Record excerpts
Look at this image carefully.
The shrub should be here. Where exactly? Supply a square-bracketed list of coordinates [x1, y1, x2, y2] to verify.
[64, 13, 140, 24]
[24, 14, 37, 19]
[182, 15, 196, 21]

Problem
Copy the data above line for line, changing nothing.

Answer to the problem
Look at this image carefully.
The shrub should be here. Where exactly? Supply a square-bracketed list of coordinates [x1, y1, x2, y2] to verify.
[64, 13, 140, 24]
[24, 14, 37, 19]
[182, 15, 196, 21]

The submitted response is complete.